● Work order A:
In the passage on the iKnife, answer each question on its own line:
(i) Which institution is Dr. Zoltan Takats from?
(ii) How long can each biopsy test take?
(iii) In what year did the first iKnife appear?
● Work order B: From the passage on the iKnife, output word for word the part that begins at the words "However, when it" and stops after "that images cannot.".

● Excerpt to read:
* * * *
However, when it comes to cancer, images can show where the tumor is, but neither images nor the human eye can readily distinguish between healthy and unhealthy tissues.
Dr. Zoltan Takats, of Imperial College London in the United Kingdom, saw a way for the electrosurgical knife to fill the gap that images cannot.
MRI-guided surgery shows where the tumor is, but the iKnife can detect its exact borders.
Enter the iKnife. Based on electrosurgery, the iKnife can detect precisely which tissue needs removing, and which should stay.
Until recently, the only definitive way to know whether tissue is cancerous or not has been to take a biopsy for study, usually under a microscope. The disadvantage is that during surgery, only very few samples can be taken and tested, and it can take 40 minutes to complete each test. This is not a practical way to define the edge of a tumor during surgery.
2013 saw the emergence of the first iKnife, which enables the surgeon to examine biological tissue by pairing up electrosurgery with mass spectrometry. In mass spectrometry, ionized, or charged, particles are passed through electric or magnetic fields.
* * * *
● Dataset records:

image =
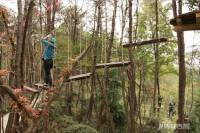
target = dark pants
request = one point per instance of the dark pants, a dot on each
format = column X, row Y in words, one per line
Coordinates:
column 48, row 64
* * * *
● Response A:
(i) Imperial College London
(ii) 40 minutes
(iii) 2013

● Response B:
However, when it comes to cancer, images can show where the tumor is, but neither images nor the human eye can readily distinguish between healthy and unhealthy tissues.
Dr. Zoltan Takats, of Imperial College London in the United Kingdom, saw a way for the electrosurgical knife to fill the gap that images cannot.